Required work | Show every line of the material that follows in which the word "curb" occurs.

** Opening Records block **

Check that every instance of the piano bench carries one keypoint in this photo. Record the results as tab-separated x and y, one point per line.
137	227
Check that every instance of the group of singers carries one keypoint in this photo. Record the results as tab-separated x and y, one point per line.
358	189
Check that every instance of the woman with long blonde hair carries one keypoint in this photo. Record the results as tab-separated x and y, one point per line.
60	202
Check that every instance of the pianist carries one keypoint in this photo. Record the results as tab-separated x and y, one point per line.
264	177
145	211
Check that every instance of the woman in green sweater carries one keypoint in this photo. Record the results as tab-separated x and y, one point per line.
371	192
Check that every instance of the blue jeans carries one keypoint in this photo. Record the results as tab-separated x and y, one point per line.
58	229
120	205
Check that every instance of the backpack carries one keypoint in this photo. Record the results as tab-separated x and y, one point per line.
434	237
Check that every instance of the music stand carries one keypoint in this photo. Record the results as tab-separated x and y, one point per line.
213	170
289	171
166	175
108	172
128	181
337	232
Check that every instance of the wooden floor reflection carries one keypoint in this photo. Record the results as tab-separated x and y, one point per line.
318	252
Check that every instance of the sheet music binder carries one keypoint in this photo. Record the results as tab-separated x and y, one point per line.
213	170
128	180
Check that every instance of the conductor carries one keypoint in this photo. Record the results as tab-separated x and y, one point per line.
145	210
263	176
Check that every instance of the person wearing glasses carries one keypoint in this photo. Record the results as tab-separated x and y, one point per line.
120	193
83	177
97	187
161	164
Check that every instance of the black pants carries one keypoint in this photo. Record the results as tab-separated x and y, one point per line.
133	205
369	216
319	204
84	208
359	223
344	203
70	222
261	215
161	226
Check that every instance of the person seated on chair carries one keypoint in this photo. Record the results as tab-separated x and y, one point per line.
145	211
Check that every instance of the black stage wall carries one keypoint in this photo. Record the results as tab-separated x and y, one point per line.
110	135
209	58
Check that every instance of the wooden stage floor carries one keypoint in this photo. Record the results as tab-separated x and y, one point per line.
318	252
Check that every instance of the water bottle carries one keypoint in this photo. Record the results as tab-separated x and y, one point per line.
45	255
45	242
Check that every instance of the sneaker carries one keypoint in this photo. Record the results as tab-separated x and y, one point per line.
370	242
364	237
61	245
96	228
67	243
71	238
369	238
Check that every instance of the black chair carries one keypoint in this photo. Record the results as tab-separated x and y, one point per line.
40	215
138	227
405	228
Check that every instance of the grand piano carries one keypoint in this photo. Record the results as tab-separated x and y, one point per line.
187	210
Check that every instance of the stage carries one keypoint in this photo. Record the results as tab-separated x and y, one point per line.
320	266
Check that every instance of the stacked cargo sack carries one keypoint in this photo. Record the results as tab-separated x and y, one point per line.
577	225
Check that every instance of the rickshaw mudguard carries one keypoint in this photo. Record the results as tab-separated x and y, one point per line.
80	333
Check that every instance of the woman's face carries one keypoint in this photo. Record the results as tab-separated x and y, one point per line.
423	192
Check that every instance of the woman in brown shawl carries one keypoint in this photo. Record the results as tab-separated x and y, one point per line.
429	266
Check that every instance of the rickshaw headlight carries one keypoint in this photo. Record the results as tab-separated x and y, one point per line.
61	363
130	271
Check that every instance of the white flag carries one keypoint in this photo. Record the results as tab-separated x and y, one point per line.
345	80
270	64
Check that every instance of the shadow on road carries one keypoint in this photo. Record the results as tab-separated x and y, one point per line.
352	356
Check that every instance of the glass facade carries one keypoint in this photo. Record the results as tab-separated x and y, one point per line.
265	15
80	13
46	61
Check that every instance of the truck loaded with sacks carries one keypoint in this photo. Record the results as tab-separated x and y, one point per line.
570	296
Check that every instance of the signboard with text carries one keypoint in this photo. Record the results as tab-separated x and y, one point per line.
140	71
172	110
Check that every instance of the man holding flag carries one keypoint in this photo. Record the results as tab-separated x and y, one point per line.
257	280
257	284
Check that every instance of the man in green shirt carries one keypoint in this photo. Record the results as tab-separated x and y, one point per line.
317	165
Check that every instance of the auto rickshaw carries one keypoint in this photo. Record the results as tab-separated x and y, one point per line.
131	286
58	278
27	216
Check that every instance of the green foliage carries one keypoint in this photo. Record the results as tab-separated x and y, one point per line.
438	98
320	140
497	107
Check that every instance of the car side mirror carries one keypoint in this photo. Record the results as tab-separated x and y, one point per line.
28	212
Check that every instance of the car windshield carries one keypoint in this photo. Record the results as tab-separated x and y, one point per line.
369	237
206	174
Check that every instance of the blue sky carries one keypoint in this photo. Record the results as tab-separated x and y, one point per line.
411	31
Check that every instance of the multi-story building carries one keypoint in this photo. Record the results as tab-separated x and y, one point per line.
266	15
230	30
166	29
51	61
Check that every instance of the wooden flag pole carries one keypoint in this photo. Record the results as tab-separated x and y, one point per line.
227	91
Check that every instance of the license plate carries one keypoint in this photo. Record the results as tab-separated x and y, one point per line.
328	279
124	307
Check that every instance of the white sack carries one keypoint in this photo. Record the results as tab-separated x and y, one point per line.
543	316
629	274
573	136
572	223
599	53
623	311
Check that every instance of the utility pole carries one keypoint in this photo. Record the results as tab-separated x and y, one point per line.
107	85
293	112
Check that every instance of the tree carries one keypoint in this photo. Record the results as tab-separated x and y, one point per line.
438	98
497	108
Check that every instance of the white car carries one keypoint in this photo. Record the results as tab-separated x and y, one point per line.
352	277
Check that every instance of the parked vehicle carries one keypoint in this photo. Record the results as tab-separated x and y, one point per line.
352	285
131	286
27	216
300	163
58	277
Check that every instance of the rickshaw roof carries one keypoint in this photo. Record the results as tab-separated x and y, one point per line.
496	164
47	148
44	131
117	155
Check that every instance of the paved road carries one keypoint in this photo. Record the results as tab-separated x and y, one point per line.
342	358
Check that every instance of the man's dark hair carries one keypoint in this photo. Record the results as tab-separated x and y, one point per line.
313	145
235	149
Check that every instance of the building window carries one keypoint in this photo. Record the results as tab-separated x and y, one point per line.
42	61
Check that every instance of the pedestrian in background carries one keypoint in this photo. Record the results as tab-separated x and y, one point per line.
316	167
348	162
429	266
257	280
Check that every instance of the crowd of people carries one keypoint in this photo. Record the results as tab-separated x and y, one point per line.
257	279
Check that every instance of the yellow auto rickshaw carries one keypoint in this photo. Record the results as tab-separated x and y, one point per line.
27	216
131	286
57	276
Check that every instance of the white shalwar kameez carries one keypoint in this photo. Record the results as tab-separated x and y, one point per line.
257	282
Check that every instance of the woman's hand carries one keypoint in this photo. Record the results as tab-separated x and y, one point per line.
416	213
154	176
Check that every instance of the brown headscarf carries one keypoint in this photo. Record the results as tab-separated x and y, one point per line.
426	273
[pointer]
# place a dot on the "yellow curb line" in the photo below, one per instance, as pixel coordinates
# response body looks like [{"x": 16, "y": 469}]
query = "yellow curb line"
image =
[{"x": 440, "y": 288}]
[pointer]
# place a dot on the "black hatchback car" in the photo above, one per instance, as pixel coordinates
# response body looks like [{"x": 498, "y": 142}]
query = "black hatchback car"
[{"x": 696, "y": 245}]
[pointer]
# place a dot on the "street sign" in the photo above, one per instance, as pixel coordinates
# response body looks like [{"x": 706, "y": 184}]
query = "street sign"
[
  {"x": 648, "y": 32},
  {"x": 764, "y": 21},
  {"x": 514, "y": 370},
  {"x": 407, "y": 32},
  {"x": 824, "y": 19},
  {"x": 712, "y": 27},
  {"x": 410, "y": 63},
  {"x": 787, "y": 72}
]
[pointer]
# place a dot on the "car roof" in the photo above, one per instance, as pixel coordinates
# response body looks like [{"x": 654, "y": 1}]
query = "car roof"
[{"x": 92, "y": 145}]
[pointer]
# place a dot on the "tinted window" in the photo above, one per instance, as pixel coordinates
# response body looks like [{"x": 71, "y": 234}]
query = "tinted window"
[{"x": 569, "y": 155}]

** Closing Records block **
** Opening Records block **

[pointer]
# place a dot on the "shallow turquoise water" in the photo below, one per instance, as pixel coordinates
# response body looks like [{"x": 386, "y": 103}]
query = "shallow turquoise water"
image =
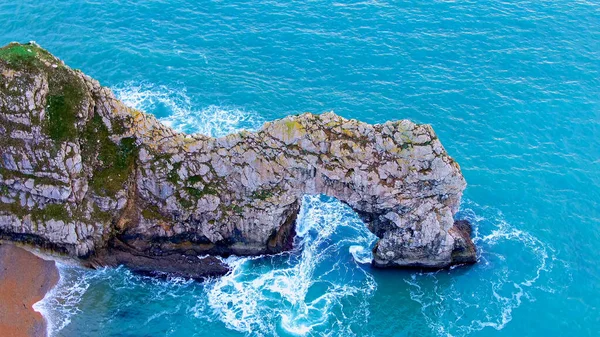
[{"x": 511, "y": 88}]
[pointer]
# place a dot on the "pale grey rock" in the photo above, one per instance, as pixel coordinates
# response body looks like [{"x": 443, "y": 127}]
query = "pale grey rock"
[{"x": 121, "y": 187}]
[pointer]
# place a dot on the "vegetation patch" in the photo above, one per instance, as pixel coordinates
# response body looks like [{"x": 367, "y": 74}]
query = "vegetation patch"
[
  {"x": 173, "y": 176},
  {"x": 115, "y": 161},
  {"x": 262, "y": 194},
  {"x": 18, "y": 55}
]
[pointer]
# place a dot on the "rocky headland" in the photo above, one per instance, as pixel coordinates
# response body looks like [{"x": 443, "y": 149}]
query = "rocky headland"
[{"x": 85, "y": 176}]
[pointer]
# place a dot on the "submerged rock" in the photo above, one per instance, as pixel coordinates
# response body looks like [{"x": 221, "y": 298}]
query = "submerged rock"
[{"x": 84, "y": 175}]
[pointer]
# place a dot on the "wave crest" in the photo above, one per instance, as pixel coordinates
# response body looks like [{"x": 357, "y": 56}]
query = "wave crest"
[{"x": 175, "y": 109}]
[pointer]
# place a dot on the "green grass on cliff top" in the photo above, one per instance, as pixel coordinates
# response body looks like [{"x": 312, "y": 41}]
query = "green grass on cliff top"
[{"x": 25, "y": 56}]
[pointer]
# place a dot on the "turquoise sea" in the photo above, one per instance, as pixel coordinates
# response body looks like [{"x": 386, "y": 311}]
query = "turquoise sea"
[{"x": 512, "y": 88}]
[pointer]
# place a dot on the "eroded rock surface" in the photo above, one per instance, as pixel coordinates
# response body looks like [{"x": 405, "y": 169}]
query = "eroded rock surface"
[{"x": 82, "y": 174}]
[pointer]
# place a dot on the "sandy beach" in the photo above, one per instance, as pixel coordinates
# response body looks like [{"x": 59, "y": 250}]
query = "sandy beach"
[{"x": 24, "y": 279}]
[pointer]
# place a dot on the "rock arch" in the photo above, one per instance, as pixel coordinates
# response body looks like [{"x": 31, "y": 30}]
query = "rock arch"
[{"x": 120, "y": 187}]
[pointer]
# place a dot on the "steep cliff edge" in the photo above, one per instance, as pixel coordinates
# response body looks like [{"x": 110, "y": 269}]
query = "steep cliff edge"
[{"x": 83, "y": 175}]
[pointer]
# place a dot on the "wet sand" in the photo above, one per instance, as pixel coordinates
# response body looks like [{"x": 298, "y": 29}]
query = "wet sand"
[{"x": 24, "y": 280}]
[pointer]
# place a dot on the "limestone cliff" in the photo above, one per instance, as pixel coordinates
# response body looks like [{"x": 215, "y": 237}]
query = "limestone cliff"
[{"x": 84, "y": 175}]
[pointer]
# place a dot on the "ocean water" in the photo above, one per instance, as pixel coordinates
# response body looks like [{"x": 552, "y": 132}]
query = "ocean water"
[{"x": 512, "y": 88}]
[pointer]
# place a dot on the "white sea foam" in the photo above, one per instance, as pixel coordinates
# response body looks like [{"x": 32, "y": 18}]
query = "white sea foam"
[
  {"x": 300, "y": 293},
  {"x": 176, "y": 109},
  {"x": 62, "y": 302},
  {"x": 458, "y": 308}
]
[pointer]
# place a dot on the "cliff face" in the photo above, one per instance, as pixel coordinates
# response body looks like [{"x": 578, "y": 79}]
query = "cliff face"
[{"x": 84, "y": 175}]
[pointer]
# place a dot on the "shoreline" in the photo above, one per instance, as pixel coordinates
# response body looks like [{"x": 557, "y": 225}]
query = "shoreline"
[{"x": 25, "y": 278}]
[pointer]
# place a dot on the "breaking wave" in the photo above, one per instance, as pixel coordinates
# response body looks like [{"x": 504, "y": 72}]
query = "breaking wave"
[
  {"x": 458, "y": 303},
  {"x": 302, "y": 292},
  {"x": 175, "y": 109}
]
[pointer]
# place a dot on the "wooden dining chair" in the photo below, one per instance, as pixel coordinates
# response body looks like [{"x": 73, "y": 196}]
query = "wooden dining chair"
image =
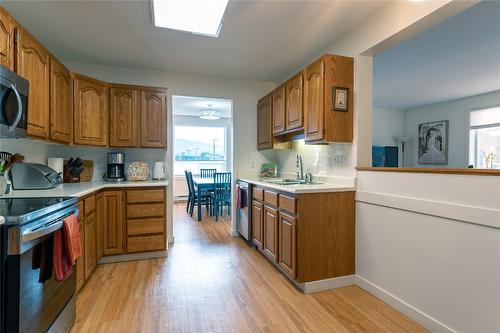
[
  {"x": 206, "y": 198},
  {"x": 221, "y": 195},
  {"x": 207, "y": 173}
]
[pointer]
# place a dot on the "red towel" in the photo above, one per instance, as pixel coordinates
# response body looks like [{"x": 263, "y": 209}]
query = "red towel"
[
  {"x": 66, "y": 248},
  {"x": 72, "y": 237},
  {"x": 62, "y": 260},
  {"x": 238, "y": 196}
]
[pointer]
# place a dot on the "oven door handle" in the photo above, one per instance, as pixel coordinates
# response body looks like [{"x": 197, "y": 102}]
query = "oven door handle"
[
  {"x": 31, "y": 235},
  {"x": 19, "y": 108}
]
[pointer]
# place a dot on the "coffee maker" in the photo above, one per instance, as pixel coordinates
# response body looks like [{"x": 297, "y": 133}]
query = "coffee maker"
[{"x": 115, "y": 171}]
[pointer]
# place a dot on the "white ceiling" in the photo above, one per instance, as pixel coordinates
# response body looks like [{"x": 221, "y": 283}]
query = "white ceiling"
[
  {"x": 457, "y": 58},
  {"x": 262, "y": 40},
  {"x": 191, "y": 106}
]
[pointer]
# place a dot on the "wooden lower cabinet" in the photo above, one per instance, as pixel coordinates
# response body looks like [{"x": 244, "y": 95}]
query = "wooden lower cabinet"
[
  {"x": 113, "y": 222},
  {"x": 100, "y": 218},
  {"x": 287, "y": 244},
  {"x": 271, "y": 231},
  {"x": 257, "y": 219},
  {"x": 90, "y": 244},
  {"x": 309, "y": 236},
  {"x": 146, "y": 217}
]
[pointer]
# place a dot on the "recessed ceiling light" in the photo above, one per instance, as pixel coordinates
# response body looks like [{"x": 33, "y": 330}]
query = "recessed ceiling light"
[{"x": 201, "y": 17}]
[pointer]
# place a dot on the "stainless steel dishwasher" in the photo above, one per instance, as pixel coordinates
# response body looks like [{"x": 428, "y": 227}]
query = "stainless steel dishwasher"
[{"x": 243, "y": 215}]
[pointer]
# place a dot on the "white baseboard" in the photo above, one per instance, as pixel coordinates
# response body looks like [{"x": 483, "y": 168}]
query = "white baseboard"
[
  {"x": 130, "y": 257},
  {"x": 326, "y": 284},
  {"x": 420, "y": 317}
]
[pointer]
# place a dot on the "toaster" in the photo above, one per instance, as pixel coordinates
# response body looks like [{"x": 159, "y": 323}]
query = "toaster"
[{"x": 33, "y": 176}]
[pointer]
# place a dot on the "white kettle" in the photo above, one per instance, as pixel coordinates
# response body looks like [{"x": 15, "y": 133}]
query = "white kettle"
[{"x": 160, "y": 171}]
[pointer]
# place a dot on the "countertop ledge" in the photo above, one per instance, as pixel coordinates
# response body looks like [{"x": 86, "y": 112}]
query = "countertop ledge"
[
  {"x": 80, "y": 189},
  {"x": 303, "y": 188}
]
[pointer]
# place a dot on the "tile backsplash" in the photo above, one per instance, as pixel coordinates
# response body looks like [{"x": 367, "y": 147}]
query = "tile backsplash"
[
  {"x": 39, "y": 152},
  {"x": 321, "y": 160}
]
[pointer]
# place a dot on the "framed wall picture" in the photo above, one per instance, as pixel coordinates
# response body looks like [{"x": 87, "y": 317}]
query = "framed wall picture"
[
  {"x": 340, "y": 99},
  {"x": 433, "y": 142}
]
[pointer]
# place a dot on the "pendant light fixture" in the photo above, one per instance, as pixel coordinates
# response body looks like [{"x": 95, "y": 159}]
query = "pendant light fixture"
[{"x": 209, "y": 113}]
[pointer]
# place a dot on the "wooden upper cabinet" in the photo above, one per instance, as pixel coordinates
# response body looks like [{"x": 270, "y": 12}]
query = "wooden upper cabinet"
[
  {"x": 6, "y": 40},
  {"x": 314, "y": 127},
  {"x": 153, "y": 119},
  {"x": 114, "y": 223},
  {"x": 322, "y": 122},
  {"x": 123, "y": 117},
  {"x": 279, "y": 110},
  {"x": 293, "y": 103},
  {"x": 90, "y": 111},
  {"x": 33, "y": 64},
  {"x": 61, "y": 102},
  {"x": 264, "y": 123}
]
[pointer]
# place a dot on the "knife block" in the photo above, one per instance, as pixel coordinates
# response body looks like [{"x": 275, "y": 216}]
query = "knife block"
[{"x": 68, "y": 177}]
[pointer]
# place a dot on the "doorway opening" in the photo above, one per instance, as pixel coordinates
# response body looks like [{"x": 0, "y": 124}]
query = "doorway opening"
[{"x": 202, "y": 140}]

** Closing Records block **

Response box |
# place a dot on the "yellow curb line" in the photo below, one per instance, as pixel coordinates
query = "yellow curb line"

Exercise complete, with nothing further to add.